Prompt: Substitute "give" for "report" in the items starting at the line containing "Locate the man's ear" and ending at the line containing "[80,45,88,66]", and leave everything else unchanged.

[Coordinate annotation items]
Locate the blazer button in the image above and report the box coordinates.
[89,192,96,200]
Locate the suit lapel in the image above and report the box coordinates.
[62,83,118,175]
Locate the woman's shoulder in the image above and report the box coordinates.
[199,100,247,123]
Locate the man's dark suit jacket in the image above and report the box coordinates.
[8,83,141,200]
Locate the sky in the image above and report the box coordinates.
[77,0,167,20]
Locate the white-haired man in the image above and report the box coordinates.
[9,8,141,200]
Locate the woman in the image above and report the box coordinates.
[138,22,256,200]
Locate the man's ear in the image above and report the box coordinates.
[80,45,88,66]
...
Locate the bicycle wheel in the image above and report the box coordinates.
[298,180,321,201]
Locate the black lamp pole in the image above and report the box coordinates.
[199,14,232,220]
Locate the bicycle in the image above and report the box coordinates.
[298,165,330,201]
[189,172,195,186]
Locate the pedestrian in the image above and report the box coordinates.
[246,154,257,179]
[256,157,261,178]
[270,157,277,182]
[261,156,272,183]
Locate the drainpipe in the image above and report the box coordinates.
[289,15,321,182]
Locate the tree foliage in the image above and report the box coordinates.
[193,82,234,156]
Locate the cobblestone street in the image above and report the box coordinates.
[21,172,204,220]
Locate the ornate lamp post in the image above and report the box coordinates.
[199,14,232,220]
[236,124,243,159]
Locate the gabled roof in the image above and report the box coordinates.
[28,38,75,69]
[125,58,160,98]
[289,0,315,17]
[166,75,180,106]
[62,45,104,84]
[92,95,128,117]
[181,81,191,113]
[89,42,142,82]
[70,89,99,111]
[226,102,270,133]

Task result:
Locate the man's ear in the image above and give the box coordinates.
[80,45,88,66]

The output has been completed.